Task goal: In your copy of the data, omit the pictures and keep all else exactly as given.

[Material supplied — start]

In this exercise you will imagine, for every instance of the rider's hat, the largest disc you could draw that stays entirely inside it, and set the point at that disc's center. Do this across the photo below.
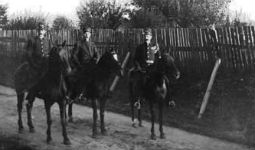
(147, 31)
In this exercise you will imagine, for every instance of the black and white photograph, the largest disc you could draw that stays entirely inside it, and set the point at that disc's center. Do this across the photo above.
(127, 74)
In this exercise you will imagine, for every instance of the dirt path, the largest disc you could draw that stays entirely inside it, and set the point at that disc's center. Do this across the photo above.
(121, 136)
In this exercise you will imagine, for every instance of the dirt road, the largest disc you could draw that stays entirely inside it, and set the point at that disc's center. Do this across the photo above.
(121, 135)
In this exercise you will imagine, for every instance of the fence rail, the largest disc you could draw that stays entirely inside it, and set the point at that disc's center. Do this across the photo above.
(191, 47)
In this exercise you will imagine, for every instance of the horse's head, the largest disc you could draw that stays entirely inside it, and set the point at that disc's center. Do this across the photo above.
(59, 59)
(166, 64)
(109, 61)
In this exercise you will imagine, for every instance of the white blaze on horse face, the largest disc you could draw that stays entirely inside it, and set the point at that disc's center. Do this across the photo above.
(178, 75)
(162, 90)
(42, 33)
(115, 56)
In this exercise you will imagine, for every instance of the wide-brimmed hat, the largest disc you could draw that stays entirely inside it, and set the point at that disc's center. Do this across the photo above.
(87, 29)
(40, 26)
(147, 31)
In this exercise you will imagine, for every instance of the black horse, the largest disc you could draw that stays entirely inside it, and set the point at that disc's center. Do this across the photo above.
(152, 87)
(51, 87)
(95, 80)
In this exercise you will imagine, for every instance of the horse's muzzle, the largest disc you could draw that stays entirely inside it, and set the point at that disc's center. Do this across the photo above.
(121, 73)
(178, 75)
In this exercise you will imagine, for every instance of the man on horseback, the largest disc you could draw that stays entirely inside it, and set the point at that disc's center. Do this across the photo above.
(146, 53)
(84, 50)
(37, 52)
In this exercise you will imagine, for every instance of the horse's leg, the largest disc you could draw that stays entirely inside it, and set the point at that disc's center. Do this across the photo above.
(162, 135)
(20, 98)
(94, 127)
(29, 105)
(132, 103)
(102, 108)
(49, 120)
(70, 112)
(140, 113)
(153, 136)
(62, 108)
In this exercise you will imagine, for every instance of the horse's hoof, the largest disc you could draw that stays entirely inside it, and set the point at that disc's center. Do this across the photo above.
(133, 125)
(104, 132)
(70, 120)
(49, 140)
(162, 136)
(21, 130)
(153, 137)
(94, 136)
(67, 142)
(32, 130)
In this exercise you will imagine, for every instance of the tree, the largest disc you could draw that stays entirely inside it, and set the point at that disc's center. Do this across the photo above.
(24, 23)
(61, 22)
(3, 15)
(100, 14)
(188, 12)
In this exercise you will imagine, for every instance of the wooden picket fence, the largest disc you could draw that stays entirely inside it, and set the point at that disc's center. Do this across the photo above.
(191, 47)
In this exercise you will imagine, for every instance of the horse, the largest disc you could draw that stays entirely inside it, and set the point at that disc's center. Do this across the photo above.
(96, 79)
(51, 88)
(152, 87)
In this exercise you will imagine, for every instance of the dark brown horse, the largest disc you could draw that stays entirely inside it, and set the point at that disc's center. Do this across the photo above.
(51, 87)
(152, 87)
(96, 79)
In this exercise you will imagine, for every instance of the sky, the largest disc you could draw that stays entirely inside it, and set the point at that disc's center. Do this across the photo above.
(53, 8)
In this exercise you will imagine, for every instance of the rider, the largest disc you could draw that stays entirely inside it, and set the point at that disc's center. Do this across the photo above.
(145, 56)
(146, 53)
(38, 48)
(85, 49)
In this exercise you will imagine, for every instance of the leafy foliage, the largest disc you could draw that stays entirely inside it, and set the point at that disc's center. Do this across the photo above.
(61, 22)
(25, 22)
(100, 14)
(188, 12)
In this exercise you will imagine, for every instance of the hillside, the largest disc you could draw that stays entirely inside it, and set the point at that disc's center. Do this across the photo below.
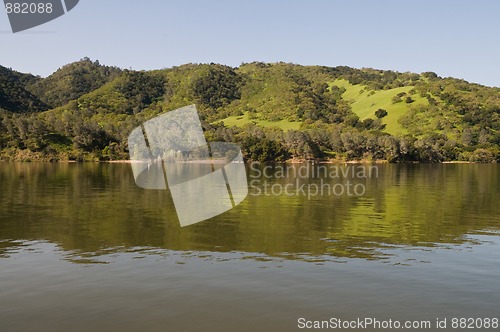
(13, 94)
(274, 111)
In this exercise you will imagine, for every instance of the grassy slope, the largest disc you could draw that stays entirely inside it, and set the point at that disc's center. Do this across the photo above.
(242, 120)
(365, 103)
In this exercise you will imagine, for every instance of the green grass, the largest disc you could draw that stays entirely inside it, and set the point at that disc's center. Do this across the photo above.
(365, 102)
(241, 120)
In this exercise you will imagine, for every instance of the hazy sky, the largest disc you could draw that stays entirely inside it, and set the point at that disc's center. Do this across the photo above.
(452, 38)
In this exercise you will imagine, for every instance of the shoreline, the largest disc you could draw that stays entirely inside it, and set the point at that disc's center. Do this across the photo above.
(290, 161)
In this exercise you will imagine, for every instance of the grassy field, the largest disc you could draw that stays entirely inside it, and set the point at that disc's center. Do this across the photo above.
(244, 119)
(365, 102)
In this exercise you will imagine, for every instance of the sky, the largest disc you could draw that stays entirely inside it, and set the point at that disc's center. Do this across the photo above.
(452, 38)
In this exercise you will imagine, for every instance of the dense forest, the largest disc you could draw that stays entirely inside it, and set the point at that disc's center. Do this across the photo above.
(276, 112)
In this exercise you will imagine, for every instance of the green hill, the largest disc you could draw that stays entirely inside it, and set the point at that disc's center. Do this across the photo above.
(72, 81)
(274, 111)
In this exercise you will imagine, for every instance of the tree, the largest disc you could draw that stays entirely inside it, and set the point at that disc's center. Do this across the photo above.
(380, 113)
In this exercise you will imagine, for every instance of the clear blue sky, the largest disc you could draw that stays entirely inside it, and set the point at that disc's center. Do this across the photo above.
(452, 38)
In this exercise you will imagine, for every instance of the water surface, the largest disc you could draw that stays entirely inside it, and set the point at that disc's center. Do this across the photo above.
(83, 248)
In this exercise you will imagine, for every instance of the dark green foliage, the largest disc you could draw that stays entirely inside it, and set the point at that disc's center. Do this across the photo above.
(217, 86)
(13, 94)
(141, 89)
(72, 81)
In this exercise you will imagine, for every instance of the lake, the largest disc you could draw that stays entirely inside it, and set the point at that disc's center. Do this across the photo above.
(82, 248)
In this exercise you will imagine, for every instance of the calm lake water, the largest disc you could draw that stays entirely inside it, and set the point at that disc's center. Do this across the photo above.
(82, 248)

[Material supplied — finish]

Output of the exercise:
In this exercise you will imagine, for every instance of the rider's hat, the largest disc you could draw that stays entirely inside it, and set the point at that disc's center. Do this across the photo below.
(147, 31)
In this exercise you will imagine, for every instance of the black and white photograph, the largest disc you could draw that stays entirely inside it, and set the point at that disc's center. Do this across the photo above.
(127, 74)
In this exercise you will imagine, for every instance of the dirt path, the largest disc you could draw that stays entirely inside it, and set the point at that disc's center. Do this across the photo above.
(121, 136)
In this exercise you will imagine, for every instance of the dirt road, the largest disc you could draw that stays entirely inside it, and set the point at that disc's center. Do this across the photo above.
(121, 135)
In this exercise you will imagine, for every instance of the fence rail, the largest disc you could draw that stays entirely inside it, and set the point at that disc's center. Do this across the photo above.
(191, 47)
In this exercise you will imagine, for every instance of the horse's head, the largest disc you could draw that stays entirely inside it, and set the point at that disc's center. Do this across the photo above.
(59, 59)
(166, 64)
(109, 61)
In this exercise you will imagine, for every instance of the white blaze on horse face, the largest disc you could draw that stays entirely inside it, and set the point at that disc's center. Do this across the photo above.
(178, 75)
(162, 90)
(42, 33)
(115, 56)
In this exercise you will imagine, for every instance of the wide-brimmed hat, the largest disc you could draw that stays entirely inside it, and set the point at that disc's center. Do this across the photo above.
(87, 29)
(40, 26)
(147, 31)
In this exercise you will imagine, for every instance of the black horse, the largest disc you could draw that stays entirely inside it, and set the point at that disc's center. Do this across the photo above.
(152, 87)
(51, 87)
(95, 80)
In this exercise you will imagine, for every instance of the horse's muzzle, the largest disc you could draw that stays entirely inside it, and set the point at that disc's center. Do this across the photo above.
(121, 73)
(178, 75)
In this exercise you will imagine, for every instance of the man on horseback, the largest disc you could draw that stays entirely inside it, and set the point at that disc's center. Do this across the photo above.
(146, 53)
(84, 50)
(37, 52)
In this exercise you will imagine, for every instance of the horse's leg, the largest disc you could draw that stays entirely inside it, and set the point at that disc's center. Do this across the photo above.
(162, 135)
(20, 98)
(94, 127)
(29, 105)
(132, 103)
(102, 108)
(49, 120)
(70, 112)
(140, 113)
(153, 136)
(62, 108)
In this exercise you will imagine, for every instance of the horse's hoof, the largest disc you could draw that stays entirely inside it, and set the point at that disc's center. Do this across the photo above.
(133, 125)
(104, 132)
(70, 120)
(49, 140)
(162, 136)
(21, 130)
(153, 137)
(94, 136)
(67, 142)
(32, 130)
In this exercise you will imagine, for every instance of the tree, the largest disc you could draw that stays entirely inside it, and set the point at that disc's center. Do this across the photo above.
(24, 23)
(61, 22)
(3, 15)
(100, 14)
(188, 12)
In this exercise you will imagine, for every instance of the wooden picket fence, the largest disc you could draw that stays entirely inside it, and set the point at that disc's center. Do this across the photo above.
(191, 47)
In this exercise you will imagine, for every instance of the horse, the largest disc you could draw that stays entirely inside it, and set the point at that disc's center. Do this across the photo above.
(96, 79)
(51, 88)
(152, 87)
In this exercise you will imagine, for every instance of the dark brown horse, the largest disc you could draw that stays entirely inside it, and set the point at that disc's center. Do this across the photo above.
(51, 87)
(152, 87)
(96, 79)
In this exercise you will imagine, for every instance of the sky, the largest disc you could draw that stays entirely inside it, and set the point at that disc's center. Do this across the photo above.
(53, 8)
In this exercise you will imagine, for every instance of the rider, the largest disc you could draw that stays entirely inside it, and set the point at that disc's center. Do this across the photo above.
(145, 56)
(146, 53)
(38, 48)
(85, 49)
In this exercise you will imagine, for every instance of the leafy foliage, the largest disc you could draw that stays entirely inside it, and set the point at that disc's center. Do this across the photo above.
(61, 22)
(25, 22)
(100, 14)
(188, 12)
In this exercise you will imagine, for every instance of the hillside, the largest disc you could draw that stays entirely inside it, and set the point at that disc's center. Do this across the photo below.
(13, 94)
(274, 111)
In this exercise you will imagine, for every instance of the grassy slope, the largest disc you could draw that stays entirely inside it, and set the point at that disc's center. Do this across the photo above.
(242, 120)
(365, 103)
In this exercise you will imagine, for every instance of the green grass, the largest disc you could draw that stays entirely inside it, and set the point at that disc's center. Do this across the photo above.
(365, 102)
(241, 120)
In this exercise you will imagine, for every instance of the hazy sky, the largest disc you could draw that stays entirely inside it, and set the point at that disc's center. Do this across the photo above.
(452, 38)
In this exercise you will imagine, for every instance of the shoreline, the largest disc you could draw that stays entirely inside it, and set the point at that disc's center. Do this across the photo above.
(290, 161)
In this exercise you will imagine, for every instance of the grassy field, the largest disc you could draw that stays entirely inside it, and set the point at that disc's center. Do this across the photo above.
(244, 119)
(365, 102)
In this exercise you will imagine, for every instance of the sky, the largest disc you could draw that stays entirely inside it, and set the point at that disc's center. Do this across the photo above.
(452, 38)
In this exercise you will imagine, for every instance of the dense forest, the largest disc you could draw that stays entirely inside it, and set the point at that disc's center. Do this across the photo above.
(276, 112)
In this exercise you will imagine, for every instance of the green hill, the largest disc you could draw that stays entirely inside it, and set the point at that disc's center. Do this across the photo above.
(72, 81)
(274, 111)
In this exercise you will imagine, for every instance of the tree, the largest disc you could draw that stays entirely inside it, and set the point at that disc's center. Do this across the photo above.
(380, 113)
In this exercise you will imagine, for every instance of the clear blue sky, the largest disc you could draw that stays entirely inside it, and set the point at that disc's center. Do this across the photo above.
(452, 38)
In this exercise you will imagine, for every instance of the water surface, the largest disc you could draw that stays entirely inside it, and set the point at that disc's center. Do this across the photo above.
(83, 248)
In this exercise you will imagine, for every instance of the dark green foliage, the largest disc you could draw that stays entirely inside it, and set the point at that disc's center. Do this across the photo above.
(217, 86)
(13, 94)
(141, 89)
(72, 81)
In this exercise you will imagine, for every instance of the lake, the largest disc you could draw that stays entirely inside it, and set the point at that disc's center. Do this across the photo above.
(82, 248)
In this exercise you will imagine, for every instance of the calm lake water, the largest disc you could draw that stays entirely inside it, and set the point at that disc's center. Do this across the photo above.
(82, 248)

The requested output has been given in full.